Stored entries
:::

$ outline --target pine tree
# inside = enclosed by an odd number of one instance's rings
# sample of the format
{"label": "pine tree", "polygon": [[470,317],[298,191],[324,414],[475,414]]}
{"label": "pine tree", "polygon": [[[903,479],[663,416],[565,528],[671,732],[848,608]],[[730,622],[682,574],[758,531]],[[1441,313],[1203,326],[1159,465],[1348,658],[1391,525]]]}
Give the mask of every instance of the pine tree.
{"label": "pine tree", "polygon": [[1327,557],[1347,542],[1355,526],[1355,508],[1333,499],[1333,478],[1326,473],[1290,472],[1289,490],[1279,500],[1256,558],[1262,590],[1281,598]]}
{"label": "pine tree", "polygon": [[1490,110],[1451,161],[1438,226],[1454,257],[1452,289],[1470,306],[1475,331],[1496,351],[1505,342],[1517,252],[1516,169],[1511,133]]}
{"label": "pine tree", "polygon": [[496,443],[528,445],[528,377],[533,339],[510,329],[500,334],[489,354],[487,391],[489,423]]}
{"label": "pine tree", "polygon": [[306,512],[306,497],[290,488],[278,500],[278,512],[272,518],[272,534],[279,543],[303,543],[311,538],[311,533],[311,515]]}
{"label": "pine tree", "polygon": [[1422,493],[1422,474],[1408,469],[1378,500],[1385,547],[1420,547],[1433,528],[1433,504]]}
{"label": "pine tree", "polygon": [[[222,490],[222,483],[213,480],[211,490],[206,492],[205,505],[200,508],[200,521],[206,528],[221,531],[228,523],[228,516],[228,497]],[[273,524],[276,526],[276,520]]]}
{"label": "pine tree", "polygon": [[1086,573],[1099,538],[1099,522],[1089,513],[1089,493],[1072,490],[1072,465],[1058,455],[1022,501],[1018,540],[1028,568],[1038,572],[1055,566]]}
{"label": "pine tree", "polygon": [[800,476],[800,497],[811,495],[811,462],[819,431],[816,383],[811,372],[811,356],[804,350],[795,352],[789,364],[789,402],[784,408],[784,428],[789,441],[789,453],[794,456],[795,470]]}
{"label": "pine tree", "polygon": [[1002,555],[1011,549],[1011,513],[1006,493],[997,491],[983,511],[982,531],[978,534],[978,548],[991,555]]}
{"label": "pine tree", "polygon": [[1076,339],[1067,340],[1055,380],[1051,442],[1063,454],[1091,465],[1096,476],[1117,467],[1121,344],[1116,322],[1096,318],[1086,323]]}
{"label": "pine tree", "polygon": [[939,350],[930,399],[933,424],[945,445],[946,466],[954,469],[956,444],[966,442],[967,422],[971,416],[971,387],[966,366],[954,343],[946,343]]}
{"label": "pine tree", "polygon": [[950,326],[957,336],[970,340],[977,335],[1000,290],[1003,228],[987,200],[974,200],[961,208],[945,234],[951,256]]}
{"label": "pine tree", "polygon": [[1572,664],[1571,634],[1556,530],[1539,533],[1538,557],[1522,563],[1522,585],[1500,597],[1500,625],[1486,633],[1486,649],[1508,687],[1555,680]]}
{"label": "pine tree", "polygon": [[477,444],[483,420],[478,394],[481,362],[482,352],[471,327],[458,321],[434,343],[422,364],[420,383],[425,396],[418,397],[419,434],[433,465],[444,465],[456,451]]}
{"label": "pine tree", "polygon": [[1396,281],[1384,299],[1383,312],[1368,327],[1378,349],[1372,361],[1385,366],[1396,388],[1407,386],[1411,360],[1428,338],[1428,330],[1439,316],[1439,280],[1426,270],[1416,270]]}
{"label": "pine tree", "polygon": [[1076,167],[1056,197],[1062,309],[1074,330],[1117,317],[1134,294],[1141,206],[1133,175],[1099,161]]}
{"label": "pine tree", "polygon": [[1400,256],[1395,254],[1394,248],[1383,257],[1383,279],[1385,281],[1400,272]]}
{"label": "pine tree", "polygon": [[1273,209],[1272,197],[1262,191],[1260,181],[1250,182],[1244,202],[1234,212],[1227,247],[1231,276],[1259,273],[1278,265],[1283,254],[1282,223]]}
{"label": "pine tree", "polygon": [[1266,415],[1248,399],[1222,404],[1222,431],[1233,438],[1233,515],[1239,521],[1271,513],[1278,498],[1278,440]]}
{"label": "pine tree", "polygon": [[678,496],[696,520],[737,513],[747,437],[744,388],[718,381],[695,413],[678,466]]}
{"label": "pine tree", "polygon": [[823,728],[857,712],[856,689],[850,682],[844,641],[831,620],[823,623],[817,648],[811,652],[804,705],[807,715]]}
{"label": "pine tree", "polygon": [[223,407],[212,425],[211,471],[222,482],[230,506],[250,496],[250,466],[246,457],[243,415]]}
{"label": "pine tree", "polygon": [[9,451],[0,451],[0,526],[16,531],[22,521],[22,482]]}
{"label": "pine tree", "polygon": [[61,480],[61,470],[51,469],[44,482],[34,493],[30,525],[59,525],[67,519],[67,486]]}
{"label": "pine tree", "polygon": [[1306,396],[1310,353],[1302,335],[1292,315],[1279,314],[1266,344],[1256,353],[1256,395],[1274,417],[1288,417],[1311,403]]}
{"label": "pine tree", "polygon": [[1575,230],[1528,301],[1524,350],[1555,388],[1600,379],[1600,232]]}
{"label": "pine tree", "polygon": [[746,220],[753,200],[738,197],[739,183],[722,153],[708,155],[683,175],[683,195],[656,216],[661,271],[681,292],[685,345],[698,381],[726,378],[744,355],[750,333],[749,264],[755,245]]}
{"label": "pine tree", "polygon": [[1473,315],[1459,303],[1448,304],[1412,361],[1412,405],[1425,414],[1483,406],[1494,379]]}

:::

- [The problem] Look through the entries, and return every line that the word "instance" appears in.

- [Output for this exercise]
# inside = enclosed by an odd number of one instance's rings
Give the mask of every instance of the pine tree.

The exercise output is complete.